▸ **INSTRUCTIONS TO FOLLOW**
Return each line in the material that contains the string "tree".

====

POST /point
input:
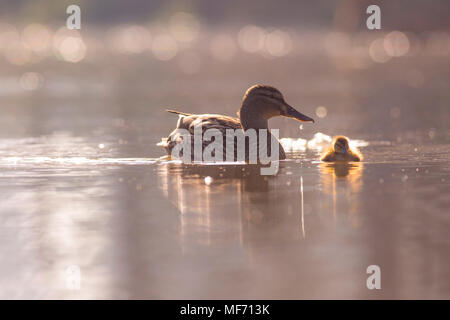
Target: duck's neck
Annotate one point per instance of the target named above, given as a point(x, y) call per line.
point(250, 119)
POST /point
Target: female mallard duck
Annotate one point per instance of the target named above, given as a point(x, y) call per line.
point(260, 103)
point(341, 151)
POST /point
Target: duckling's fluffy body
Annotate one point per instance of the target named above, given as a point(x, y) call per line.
point(341, 151)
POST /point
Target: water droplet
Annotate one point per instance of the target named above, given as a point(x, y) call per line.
point(208, 180)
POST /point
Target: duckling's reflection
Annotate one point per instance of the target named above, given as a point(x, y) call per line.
point(238, 203)
point(343, 181)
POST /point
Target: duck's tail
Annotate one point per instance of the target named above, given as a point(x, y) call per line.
point(179, 113)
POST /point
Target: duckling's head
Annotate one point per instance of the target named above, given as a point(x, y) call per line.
point(262, 102)
point(341, 145)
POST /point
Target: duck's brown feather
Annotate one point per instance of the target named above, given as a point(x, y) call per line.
point(191, 122)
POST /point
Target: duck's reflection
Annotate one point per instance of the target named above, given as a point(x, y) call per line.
point(236, 202)
point(343, 182)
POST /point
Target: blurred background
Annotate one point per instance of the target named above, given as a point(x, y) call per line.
point(81, 111)
point(131, 60)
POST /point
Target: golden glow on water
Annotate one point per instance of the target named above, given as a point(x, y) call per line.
point(343, 181)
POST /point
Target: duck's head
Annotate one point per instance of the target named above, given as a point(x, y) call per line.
point(341, 145)
point(262, 102)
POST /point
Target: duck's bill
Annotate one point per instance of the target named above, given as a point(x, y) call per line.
point(292, 113)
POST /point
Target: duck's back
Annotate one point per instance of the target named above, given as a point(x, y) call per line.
point(188, 124)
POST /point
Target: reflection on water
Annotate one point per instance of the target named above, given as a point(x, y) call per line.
point(343, 181)
point(150, 228)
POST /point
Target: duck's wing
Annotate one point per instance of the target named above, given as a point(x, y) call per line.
point(192, 122)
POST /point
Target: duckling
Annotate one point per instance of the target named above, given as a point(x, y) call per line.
point(259, 104)
point(341, 151)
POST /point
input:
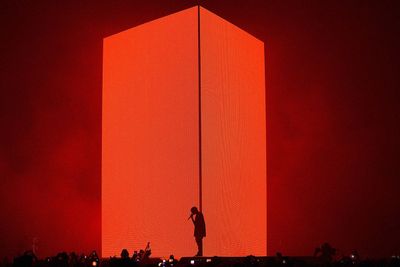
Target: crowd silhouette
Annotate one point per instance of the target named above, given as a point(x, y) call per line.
point(324, 256)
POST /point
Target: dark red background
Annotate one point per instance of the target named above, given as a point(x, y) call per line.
point(332, 76)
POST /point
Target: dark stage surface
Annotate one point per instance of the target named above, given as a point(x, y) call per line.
point(332, 79)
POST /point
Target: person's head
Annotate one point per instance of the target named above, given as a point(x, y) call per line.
point(194, 210)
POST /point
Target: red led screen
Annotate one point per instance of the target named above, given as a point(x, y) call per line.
point(234, 138)
point(150, 130)
point(150, 167)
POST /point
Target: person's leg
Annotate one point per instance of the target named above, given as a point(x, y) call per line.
point(199, 242)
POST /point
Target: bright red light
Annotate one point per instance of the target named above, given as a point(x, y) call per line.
point(150, 164)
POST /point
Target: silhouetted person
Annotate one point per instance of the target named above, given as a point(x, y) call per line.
point(199, 229)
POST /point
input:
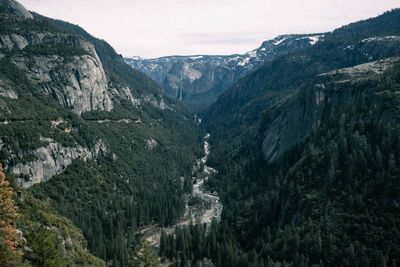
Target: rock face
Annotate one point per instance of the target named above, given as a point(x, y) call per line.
point(6, 89)
point(77, 80)
point(16, 8)
point(295, 119)
point(198, 80)
point(54, 159)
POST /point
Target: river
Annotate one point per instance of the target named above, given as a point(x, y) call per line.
point(208, 205)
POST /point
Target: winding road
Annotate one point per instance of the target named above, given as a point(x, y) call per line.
point(211, 209)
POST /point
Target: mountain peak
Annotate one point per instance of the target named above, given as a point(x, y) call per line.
point(16, 9)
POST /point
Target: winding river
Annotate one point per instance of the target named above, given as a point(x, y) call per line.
point(209, 208)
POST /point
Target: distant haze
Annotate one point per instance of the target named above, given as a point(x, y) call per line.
point(154, 28)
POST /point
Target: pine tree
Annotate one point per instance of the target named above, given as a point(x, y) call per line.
point(144, 256)
point(43, 250)
point(8, 214)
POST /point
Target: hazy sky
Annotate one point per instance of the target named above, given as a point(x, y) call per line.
point(153, 28)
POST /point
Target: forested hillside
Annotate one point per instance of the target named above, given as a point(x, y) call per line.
point(94, 156)
point(80, 132)
point(307, 158)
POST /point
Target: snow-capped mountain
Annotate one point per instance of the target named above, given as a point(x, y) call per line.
point(197, 80)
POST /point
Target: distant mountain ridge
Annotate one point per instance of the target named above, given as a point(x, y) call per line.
point(198, 80)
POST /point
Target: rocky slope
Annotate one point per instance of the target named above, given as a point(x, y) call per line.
point(198, 80)
point(78, 126)
point(299, 115)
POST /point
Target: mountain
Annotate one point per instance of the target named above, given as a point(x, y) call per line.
point(307, 148)
point(198, 80)
point(237, 113)
point(79, 132)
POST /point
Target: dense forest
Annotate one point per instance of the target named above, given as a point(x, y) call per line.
point(106, 198)
point(330, 200)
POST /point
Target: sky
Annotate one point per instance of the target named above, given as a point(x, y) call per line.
point(154, 28)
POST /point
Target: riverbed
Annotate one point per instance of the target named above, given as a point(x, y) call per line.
point(209, 209)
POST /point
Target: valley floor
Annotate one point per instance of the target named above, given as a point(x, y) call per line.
point(209, 208)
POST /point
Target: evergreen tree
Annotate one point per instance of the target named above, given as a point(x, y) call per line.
point(144, 256)
point(43, 251)
point(8, 214)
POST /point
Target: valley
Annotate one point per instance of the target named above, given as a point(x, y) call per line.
point(208, 206)
point(287, 155)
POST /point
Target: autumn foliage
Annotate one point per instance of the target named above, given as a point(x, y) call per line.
point(8, 214)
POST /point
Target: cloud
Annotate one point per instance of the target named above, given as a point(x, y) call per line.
point(152, 28)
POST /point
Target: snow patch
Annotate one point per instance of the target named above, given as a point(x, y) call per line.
point(278, 42)
point(315, 39)
point(244, 61)
point(382, 38)
point(196, 57)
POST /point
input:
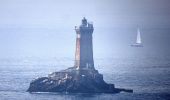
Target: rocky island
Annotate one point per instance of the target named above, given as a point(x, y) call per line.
point(83, 77)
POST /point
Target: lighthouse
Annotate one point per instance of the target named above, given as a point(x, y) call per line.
point(84, 46)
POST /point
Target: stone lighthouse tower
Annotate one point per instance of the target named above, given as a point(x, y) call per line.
point(84, 46)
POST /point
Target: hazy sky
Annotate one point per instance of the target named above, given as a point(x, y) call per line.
point(45, 28)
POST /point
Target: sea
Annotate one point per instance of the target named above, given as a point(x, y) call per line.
point(148, 76)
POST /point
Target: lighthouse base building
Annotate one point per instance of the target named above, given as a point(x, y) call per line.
point(82, 77)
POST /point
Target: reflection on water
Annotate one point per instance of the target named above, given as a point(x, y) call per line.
point(149, 78)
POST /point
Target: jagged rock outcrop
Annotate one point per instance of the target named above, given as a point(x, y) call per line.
point(74, 81)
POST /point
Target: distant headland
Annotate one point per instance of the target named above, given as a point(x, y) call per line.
point(82, 77)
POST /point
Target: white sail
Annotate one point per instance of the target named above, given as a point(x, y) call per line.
point(138, 40)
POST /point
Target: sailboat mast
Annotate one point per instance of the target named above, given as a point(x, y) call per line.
point(138, 40)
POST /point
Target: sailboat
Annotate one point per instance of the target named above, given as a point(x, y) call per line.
point(138, 40)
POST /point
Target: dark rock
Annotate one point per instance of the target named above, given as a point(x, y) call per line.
point(74, 81)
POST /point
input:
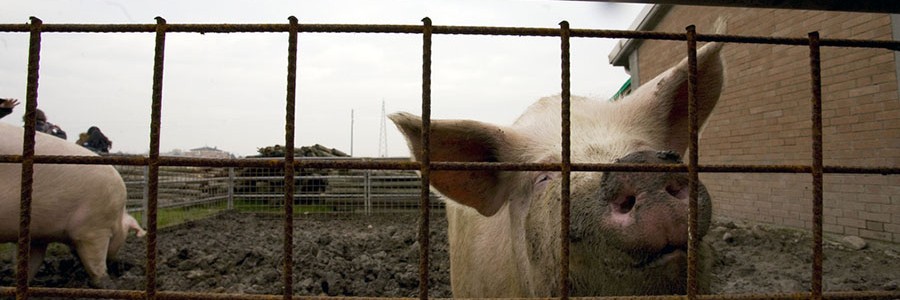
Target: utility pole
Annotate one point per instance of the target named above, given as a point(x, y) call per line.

====

▸ **PROBLEM SOLUTION**
Target: pine tree
Target: evergreen tree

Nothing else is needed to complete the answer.